**RECORDS FOR PROCESSING:**
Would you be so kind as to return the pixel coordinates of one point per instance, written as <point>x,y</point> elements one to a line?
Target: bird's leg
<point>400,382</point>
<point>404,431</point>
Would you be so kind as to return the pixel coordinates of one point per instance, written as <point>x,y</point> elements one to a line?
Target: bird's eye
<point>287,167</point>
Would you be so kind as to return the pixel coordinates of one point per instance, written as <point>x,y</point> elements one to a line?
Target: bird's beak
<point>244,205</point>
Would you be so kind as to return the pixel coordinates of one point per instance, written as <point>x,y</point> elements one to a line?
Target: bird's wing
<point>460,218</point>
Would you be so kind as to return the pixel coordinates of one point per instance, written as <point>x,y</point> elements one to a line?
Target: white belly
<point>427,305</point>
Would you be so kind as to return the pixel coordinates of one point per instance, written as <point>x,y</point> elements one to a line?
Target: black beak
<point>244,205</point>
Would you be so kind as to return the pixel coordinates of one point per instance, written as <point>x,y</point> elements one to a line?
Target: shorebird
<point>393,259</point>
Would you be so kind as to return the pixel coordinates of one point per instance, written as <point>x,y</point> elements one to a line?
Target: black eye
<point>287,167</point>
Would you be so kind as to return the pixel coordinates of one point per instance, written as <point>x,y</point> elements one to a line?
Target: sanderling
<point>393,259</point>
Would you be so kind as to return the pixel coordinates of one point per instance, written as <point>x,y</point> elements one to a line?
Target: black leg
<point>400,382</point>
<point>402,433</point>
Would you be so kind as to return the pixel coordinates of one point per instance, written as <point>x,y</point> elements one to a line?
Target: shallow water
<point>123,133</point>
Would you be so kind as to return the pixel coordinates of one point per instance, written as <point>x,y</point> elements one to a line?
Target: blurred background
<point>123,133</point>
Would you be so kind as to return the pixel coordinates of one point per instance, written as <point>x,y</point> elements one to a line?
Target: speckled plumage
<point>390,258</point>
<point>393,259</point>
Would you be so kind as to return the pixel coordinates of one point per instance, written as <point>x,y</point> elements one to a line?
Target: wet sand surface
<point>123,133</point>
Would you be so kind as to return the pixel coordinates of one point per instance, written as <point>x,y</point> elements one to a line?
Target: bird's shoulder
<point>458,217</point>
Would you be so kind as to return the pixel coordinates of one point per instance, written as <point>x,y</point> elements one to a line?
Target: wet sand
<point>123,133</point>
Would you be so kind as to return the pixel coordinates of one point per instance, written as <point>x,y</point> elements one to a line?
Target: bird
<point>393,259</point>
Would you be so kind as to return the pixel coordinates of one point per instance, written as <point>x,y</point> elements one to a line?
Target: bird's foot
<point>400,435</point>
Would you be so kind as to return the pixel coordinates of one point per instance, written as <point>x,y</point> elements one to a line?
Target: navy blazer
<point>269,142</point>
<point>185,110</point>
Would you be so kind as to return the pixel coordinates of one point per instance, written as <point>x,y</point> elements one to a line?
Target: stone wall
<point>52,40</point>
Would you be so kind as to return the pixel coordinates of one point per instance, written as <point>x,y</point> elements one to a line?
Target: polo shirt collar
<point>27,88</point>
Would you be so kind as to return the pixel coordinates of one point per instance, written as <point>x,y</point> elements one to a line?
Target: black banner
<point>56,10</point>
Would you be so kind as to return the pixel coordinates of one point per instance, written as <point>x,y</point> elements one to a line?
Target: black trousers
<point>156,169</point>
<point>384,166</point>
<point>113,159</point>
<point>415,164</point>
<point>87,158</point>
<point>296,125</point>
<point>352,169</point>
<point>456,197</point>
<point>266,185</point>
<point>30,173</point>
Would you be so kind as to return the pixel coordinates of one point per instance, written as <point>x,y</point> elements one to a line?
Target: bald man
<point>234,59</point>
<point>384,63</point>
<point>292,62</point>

**TASK PROMPT:**
Every line of the listing must be written out again exactly.

**TASK SOLUTION:**
Would you be so kind as to return the pixel coordinates of one point per instance, written as <point>x,y</point> elements one to a line?
Target: bird's leg
<point>400,382</point>
<point>404,431</point>
Would you be so kind as to return the pixel coordinates of one point per instance, written as <point>x,y</point> elements one to a line?
Target: bird's eye
<point>287,167</point>
Would you be so kind as to return the pixel coordinates of one point per instance, written as <point>x,y</point> elements one to a line?
Target: bird's beak
<point>244,205</point>
Would you be so kind as to return the pixel coordinates of one point per instance, written as <point>x,y</point> elements one to a line?
Target: bird's wing
<point>460,218</point>
Would you be so kind as to return the pixel coordinates of one point per instance, written as <point>x,y</point> elements one to a line?
Target: white belly
<point>427,305</point>
Would you be so kind as to return the pixel coordinates of one point per instance, written as <point>x,y</point> elements one to a line?
Target: black beak
<point>244,205</point>
Would you be so kind as to return the pixel coordinates of one point per instance, written as <point>x,y</point> elements one to a line?
Target: shorebird
<point>393,259</point>
Would you be so kind as to return the pixel coordinates of one point per instance, written as <point>x,y</point> elements one to a line?
Target: black eye
<point>287,167</point>
Would you be so kind as to return the pixel coordinates of one point per instance, written as <point>x,y</point> elements one to a line?
Target: sanderling
<point>393,259</point>
Would you be so kind as to return the pixel coordinates of one point per instance, written as <point>x,y</point> elements one to a line?
Target: black leg
<point>400,382</point>
<point>402,433</point>
Would you be so kind as to return the pixel coordinates of one point per instance, written as <point>x,y</point> elements one to a line?
Target: shallow water
<point>123,133</point>
Would you be so kind as to return the pixel coordinates of one point per instance, written as <point>x,y</point> elements one to a line?
Target: blurred background
<point>123,133</point>
Would you be so kind as to return the pixel coordinates of one point per instance, written as <point>x,y</point> elements one to a line?
Target: speckled plumage
<point>390,258</point>
<point>393,259</point>
Would you be so kind as to return the pixel coordinates of one point per instance, written as <point>x,y</point> elements one to a line?
Target: wet sand surface
<point>123,133</point>
Would you be so kind as to return the pixel coordinates of one point per instance, written as <point>x,y</point> elements one to a line?
Target: bird's shoulder
<point>458,217</point>
Would you be so kind as to return the pixel coordinates of one point per instance, written as <point>x,y</point> elements one to a line?
Target: wet sand
<point>123,133</point>
Would you be so kind as to return the pixel coordinates of one point per instance, written as <point>x,y</point> elements one to a line?
Target: bird
<point>393,259</point>
Would you be so kind as to return the pixel coordinates of one point per instance, written as <point>x,y</point> elements one to a line?
Target: bird's foot
<point>400,435</point>
Would you be so kind as to return the pixel coordinates of one point per instance, written as <point>x,y</point> elements one to a line?
Target: navy blazer
<point>269,142</point>
<point>185,110</point>
Would you be so kind as to return the pixel coordinates of one point per instance, written as <point>x,y</point> elements one to a line?
Target: stone wall
<point>52,40</point>
Would you be so kind as to return the pixel coordinates of one point per instance, written as <point>x,y</point> elements one to a line?
Target: polo shirt collar
<point>27,88</point>
Would you be so kind as to return the pixel coordinates of one point per instance, written as <point>x,y</point> elements one to a line?
Target: black banner
<point>56,10</point>
Would you be so kind as to return the pixel coordinates of one point per instance, written as <point>x,y</point> elements one to a line?
Target: black trousers
<point>156,169</point>
<point>384,166</point>
<point>113,159</point>
<point>415,164</point>
<point>87,158</point>
<point>296,125</point>
<point>352,169</point>
<point>456,197</point>
<point>266,185</point>
<point>30,173</point>
Would you be so kind as to return the pixel coordinates of one point per instance, written as <point>x,y</point> elements one to a line?
Target: bald man
<point>234,59</point>
<point>384,63</point>
<point>292,62</point>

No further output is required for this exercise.